**Requirement:**
Extract the complete data exactly as given.

**Data provided:**
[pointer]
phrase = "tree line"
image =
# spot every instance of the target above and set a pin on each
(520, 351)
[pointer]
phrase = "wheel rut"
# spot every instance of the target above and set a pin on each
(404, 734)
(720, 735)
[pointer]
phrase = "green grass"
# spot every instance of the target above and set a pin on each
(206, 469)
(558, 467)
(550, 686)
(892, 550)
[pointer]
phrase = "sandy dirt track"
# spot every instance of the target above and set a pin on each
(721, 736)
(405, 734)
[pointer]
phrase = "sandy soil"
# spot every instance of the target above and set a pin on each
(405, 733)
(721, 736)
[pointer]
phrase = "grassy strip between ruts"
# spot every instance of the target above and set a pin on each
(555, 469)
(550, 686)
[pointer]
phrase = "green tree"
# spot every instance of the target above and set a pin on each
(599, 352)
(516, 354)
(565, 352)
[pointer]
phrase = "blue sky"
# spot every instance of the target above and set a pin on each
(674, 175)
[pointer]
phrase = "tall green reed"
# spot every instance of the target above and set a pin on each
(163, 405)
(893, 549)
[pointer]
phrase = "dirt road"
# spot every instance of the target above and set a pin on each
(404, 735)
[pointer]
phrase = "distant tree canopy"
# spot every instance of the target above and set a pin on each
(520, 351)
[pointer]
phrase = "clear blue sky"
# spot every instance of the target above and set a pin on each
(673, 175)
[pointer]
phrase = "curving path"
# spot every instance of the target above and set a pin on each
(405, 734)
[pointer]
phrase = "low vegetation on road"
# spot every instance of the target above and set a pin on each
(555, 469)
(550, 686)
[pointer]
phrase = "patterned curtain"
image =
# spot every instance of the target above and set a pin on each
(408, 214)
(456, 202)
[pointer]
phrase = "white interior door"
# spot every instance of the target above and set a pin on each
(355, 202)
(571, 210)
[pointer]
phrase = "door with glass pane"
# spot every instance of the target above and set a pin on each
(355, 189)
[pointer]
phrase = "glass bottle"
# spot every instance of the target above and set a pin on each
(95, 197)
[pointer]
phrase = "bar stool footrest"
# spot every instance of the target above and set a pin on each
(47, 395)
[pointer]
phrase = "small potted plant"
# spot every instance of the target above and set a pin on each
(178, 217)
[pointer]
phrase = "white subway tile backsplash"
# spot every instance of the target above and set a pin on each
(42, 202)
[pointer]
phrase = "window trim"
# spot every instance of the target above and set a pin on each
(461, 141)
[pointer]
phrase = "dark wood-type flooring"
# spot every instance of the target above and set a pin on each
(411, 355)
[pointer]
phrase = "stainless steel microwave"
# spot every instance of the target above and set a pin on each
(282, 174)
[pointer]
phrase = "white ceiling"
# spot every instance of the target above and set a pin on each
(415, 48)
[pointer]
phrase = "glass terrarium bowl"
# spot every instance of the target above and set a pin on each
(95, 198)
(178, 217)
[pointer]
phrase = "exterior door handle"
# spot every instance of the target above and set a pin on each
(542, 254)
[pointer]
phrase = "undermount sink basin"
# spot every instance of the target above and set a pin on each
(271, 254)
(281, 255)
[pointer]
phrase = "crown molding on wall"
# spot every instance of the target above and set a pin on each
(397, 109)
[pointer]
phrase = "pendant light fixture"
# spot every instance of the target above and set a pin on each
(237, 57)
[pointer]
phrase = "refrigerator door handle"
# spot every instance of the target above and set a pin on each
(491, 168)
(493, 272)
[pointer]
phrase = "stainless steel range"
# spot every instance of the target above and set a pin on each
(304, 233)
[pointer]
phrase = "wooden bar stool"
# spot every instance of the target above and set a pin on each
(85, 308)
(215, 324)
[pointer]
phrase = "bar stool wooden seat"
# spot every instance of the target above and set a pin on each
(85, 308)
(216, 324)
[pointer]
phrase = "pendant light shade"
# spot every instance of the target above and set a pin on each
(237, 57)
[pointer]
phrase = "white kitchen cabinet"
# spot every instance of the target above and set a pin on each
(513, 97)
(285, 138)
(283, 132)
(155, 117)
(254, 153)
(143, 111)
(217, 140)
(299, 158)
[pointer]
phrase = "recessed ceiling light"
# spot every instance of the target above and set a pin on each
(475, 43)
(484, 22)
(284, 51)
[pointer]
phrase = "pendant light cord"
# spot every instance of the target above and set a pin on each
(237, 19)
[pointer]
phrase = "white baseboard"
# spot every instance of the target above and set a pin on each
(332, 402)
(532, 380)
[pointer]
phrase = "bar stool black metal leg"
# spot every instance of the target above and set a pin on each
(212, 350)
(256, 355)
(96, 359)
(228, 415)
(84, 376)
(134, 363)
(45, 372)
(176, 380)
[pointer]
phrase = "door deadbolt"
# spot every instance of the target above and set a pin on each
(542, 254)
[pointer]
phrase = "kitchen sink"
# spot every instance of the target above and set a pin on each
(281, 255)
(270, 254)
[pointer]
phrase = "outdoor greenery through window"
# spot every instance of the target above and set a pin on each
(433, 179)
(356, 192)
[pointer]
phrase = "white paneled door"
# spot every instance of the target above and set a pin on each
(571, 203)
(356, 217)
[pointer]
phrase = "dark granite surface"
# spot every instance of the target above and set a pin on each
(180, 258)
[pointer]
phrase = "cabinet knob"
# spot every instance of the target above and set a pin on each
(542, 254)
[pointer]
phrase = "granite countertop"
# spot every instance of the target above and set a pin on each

**Response:**
[pointer]
phrase = "tree line"
image =
# spot every instance of the target above and set a pin on each
(520, 351)
[pointer]
phrase = "wheel rut"
# spot every instance of the target above and set a pin on each
(404, 734)
(720, 735)
[pointer]
phrase = "green grass"
# spot every instance of the target above and set a pin on each
(206, 469)
(558, 467)
(550, 686)
(892, 550)
[pointer]
phrase = "sandy dirt track"
# spot every instance of the target above and set a pin on each
(721, 736)
(405, 734)
[pointer]
phrase = "sandy soil"
# spot every instance of the target above and set a pin on each
(405, 733)
(721, 736)
[pointer]
phrase = "grassy strip between ruts"
# spot every instance of the target above and set a pin on each
(555, 469)
(550, 686)
[pointer]
phrase = "green tree"
# spot every instance of the target above and set a pin on each
(599, 352)
(516, 354)
(565, 352)
[pointer]
phrase = "blue sky"
# spot every instance of the target above and set a pin on each
(674, 175)
[pointer]
phrase = "tall green reed"
# spot every instance of the target above and set a pin on each
(163, 405)
(893, 549)
[pointer]
phrase = "dirt road"
# spot every instance of the target above and set a pin on each
(404, 735)
[pointer]
phrase = "distant tree canopy"
# spot every instance of the target above and set a pin on each
(520, 351)
[pointer]
phrase = "clear blue sky"
# spot every instance of the target above and set a pin on each
(673, 175)
[pointer]
phrase = "curving path"
# spot every instance of the target above and set a pin on each
(405, 734)
[pointer]
phrase = "low vegetation on road"
# spot every instance of the target above and set a pin on each
(555, 469)
(550, 686)
[pointer]
phrase = "patterned curtain"
image =
# spot every instance of the target above and set a pin on each
(408, 214)
(456, 202)
[pointer]
phrase = "white interior door"
# spot every instance of the target above and set a pin on each
(355, 202)
(571, 210)
[pointer]
phrase = "door with glass pane"
# spot every instance of the target above and set a pin on each
(355, 189)
[pointer]
phrase = "glass bottle"
# spot every instance of the target above and set a pin on each
(95, 197)
[pointer]
phrase = "bar stool footrest"
# spot every instance of the target above and set a pin on each
(47, 395)
[pointer]
phrase = "small potted plant"
# spot every instance of the target above and set a pin on each
(178, 217)
[pointer]
phrase = "white subway tile backsplash"
# spot every instance of the target above and set a pin on each
(42, 202)
[pointer]
phrase = "window trim"
# spot every instance of the target above and set a pin on each
(461, 141)
[pointer]
phrase = "dark wood-type flooring"
# spot every instance of the target above and set a pin on each
(411, 355)
[pointer]
phrase = "stainless steel microwave"
# spot every instance of the target above and set a pin on each
(282, 174)
[pointer]
phrase = "white ceiling"
# spot every instance of the target above and set a pin on each
(415, 48)
[pointer]
phrase = "glass terrarium bowl"
# spot every instance of the target above and set a pin on each
(95, 198)
(178, 217)
[pointer]
phrase = "exterior door handle"
# spot every instance of the target above and set a pin on each
(542, 254)
[pointer]
phrase = "undermount sink basin"
# spot every instance of the target above and set a pin on each
(271, 254)
(281, 255)
[pointer]
phrase = "crown molding on wall"
# spot every instance of the target above and set a pin on each
(397, 109)
[pointer]
phrase = "pendant light fixture"
# spot every instance of the target above and set a pin on each
(237, 57)
[pointer]
phrase = "refrigerator door handle"
# spot every instance of the target above and set a pin on each
(491, 168)
(493, 272)
[pointer]
phrase = "stainless steel range"
# spot every instance of the target above and set a pin on each
(304, 233)
[pointer]
phrase = "wooden bar stool"
# spot every instance of the target above and set a pin on each
(85, 308)
(215, 324)
[pointer]
phrase = "bar stool wooden seat"
# spot every instance of the target above and set a pin on each
(85, 308)
(216, 324)
[pointer]
phrase = "pendant light shade"
# spot every instance of the target above and set a pin on each
(237, 57)
[pointer]
phrase = "white kitchen cabinet"
# spot every instance of the target above and set a pin on each
(513, 97)
(285, 138)
(283, 132)
(155, 117)
(254, 153)
(143, 111)
(217, 140)
(299, 158)
[pointer]
phrase = "recessed ceiling light"
# spot every instance of the target above and set a pin on each
(475, 43)
(484, 22)
(284, 51)
[pointer]
phrase = "pendant light cord"
# spot every instance of the target above and set a pin on each
(237, 19)
[pointer]
phrase = "white baseboard"
# spot every instance of the target above and set a pin on each
(332, 402)
(532, 380)
[pointer]
phrase = "bar stool black metal leg"
# spot every instance of the target above and set a pin on each
(212, 350)
(256, 355)
(96, 359)
(228, 415)
(84, 376)
(134, 363)
(45, 372)
(176, 380)
[pointer]
phrase = "door deadbolt"
# spot every instance of the target above and set a pin on each
(542, 254)
[pointer]
phrase = "kitchen sink"
# spot every instance of the target above and set a pin on each
(281, 255)
(270, 254)
[pointer]
phrase = "outdoor greenery through window"
# spot every instance of the target above and set a pin on each
(433, 179)
(356, 192)
[pointer]
phrase = "white paneled door"
# spot every instance of the target above and set a pin on each
(571, 203)
(356, 217)
[pointer]
phrase = "dark granite surface"
# spot every instance of the target above and set a pin on each
(180, 258)
[pointer]
phrase = "cabinet knob"
# spot every instance of the target above and set a pin on each
(542, 254)
[pointer]
phrase = "granite countertop"
# spot every instance of the target above and set a pin on each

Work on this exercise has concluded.